■ **TASK TO COMPLETE**:
Give back exactly the lines from the one containing "# annotate each instance of the black polo" through the end of the records, including both, and no others.

■ **THE INPUT**:
====
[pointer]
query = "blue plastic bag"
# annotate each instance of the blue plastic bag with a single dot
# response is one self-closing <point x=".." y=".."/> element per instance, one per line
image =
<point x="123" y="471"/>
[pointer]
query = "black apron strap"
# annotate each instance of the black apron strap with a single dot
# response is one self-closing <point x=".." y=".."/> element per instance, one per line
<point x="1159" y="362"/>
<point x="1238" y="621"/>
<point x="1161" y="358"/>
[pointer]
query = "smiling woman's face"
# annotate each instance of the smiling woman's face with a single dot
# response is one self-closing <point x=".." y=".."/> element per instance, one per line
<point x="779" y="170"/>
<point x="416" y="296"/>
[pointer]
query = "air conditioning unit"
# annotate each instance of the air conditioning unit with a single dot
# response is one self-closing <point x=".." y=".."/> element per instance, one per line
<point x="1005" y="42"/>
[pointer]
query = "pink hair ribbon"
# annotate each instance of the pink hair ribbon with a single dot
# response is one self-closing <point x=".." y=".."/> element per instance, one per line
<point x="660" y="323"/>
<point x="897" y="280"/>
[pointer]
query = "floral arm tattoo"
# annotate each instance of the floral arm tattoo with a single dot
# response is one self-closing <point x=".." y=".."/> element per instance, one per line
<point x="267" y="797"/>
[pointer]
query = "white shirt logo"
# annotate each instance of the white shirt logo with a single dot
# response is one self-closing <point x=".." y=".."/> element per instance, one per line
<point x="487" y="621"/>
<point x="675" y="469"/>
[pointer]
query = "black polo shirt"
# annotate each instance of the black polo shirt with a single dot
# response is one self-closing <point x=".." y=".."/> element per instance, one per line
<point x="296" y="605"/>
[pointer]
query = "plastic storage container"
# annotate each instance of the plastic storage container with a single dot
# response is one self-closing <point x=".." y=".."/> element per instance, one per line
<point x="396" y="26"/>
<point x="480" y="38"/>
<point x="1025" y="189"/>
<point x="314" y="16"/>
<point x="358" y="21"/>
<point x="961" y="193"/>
====
■ **ANSWER TO THIS PROBLEM**:
# annotate each instance of the black polo shirt with a single dot
# response is one self-closing <point x=".." y=".."/> element per instance, one per line
<point x="296" y="605"/>
[pointer]
query = "plastic storage container"
# annotate each instance of the plastic storage container with a single dot
# response is one self-closing <point x=".." y=".."/> element per instance, one per line
<point x="396" y="26"/>
<point x="480" y="38"/>
<point x="1025" y="189"/>
<point x="314" y="16"/>
<point x="358" y="21"/>
<point x="961" y="193"/>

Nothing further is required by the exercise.